Return the records exactly, from the first line through the "pixel 199 257" line.

•••

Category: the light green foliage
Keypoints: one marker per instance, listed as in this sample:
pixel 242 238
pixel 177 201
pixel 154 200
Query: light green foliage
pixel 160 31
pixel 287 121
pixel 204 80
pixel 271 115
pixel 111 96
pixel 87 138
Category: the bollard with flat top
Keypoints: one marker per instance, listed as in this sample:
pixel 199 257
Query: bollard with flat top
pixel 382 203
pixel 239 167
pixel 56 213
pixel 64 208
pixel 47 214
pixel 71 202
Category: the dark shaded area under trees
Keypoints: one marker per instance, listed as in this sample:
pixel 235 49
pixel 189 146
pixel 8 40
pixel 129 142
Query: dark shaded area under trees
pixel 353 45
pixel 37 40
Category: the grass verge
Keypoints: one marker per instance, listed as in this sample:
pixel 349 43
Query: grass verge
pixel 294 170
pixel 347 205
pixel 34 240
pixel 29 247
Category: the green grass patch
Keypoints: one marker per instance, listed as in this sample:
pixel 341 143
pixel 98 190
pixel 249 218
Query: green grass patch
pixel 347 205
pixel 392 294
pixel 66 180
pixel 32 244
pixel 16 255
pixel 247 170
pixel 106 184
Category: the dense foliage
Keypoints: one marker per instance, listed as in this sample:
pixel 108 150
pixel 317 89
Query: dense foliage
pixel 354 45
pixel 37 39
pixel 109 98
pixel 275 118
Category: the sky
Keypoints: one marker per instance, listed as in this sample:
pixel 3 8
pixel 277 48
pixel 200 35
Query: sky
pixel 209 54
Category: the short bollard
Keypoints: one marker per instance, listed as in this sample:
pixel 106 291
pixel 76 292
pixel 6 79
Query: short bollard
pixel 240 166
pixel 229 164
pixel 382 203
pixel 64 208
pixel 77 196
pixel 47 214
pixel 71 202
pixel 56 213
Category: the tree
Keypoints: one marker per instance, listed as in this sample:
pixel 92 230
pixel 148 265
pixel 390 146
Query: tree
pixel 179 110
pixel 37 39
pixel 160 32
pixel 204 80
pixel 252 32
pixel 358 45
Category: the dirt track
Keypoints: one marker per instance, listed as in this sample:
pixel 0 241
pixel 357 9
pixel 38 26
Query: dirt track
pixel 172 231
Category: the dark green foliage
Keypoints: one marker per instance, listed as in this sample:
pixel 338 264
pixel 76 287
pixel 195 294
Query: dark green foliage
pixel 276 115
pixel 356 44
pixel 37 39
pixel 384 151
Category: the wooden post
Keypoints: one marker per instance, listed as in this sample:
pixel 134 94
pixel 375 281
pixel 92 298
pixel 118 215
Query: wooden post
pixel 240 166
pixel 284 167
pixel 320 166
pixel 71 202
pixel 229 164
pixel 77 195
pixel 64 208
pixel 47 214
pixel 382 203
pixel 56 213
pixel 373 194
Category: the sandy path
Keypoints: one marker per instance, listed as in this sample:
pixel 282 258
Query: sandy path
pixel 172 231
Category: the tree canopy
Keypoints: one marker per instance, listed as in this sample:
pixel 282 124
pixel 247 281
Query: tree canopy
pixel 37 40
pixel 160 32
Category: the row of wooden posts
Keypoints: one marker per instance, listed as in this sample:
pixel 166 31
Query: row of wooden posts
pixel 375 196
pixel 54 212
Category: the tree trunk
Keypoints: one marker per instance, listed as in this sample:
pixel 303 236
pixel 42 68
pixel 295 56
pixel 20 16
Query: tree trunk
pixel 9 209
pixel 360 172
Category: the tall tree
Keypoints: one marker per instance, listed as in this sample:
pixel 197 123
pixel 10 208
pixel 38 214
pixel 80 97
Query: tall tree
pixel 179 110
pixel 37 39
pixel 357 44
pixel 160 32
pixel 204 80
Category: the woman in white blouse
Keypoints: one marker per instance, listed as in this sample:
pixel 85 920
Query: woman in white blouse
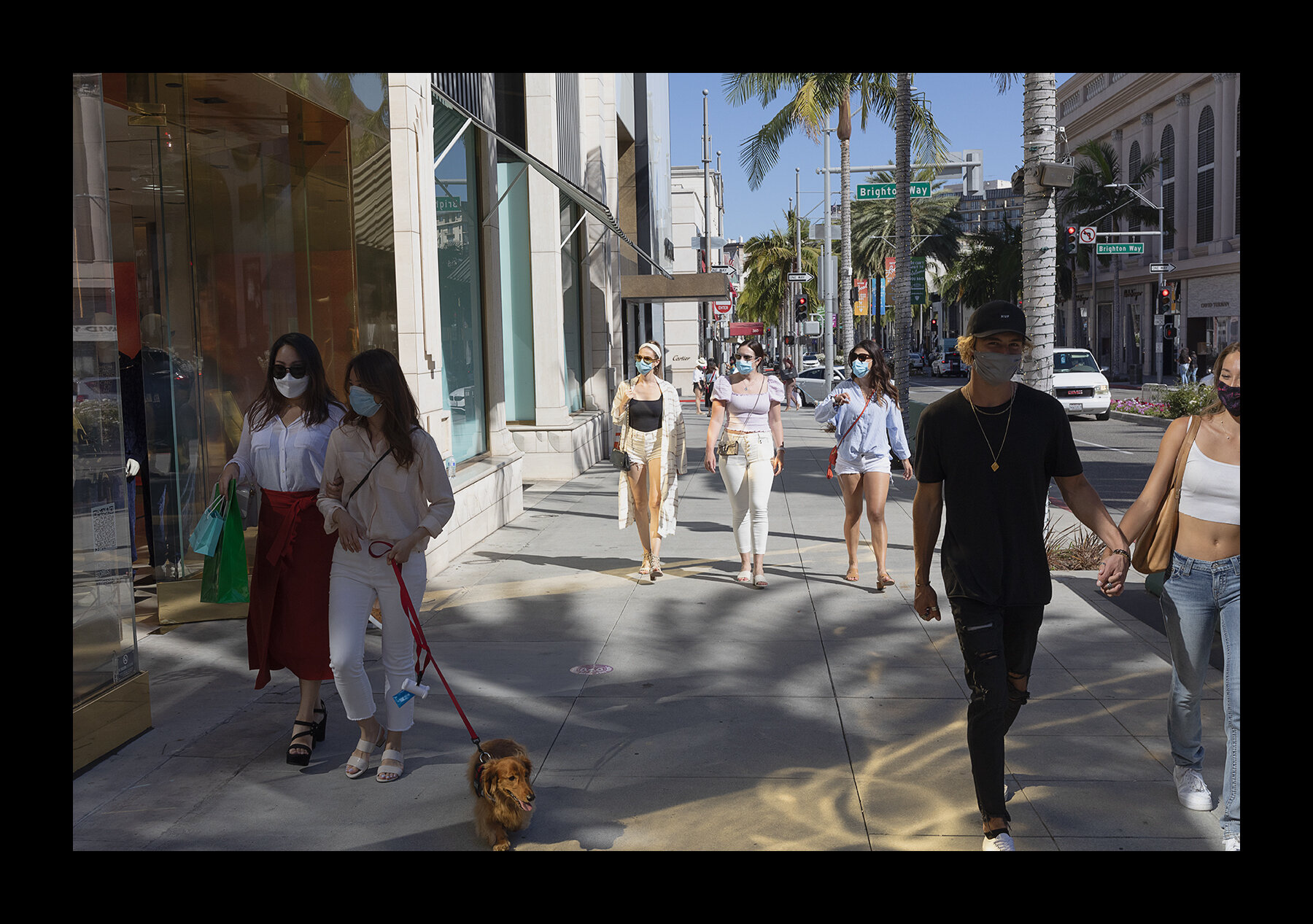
pixel 1201 595
pixel 651 433
pixel 869 432
pixel 748 435
pixel 392 499
pixel 282 446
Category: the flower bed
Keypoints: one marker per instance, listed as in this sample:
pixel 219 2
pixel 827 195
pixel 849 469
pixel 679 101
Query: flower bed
pixel 1136 406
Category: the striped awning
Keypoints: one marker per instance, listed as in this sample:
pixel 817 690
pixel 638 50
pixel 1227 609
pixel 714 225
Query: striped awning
pixel 586 201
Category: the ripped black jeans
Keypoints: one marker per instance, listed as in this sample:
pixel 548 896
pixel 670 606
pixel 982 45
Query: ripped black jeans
pixel 998 643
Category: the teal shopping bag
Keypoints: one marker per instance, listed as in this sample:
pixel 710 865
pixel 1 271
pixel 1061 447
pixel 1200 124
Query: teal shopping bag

•••

» Result:
Category: the light green foliage
Keypoints: one marker per instance, listed as in this sample:
pixel 242 238
pixel 177 201
pixel 154 200
Query: light green foliage
pixel 160 31
pixel 287 121
pixel 204 80
pixel 271 115
pixel 111 96
pixel 87 138
Category: the bollard with flat top
Keypoints: one marker per instance, listed as in this sample:
pixel 199 257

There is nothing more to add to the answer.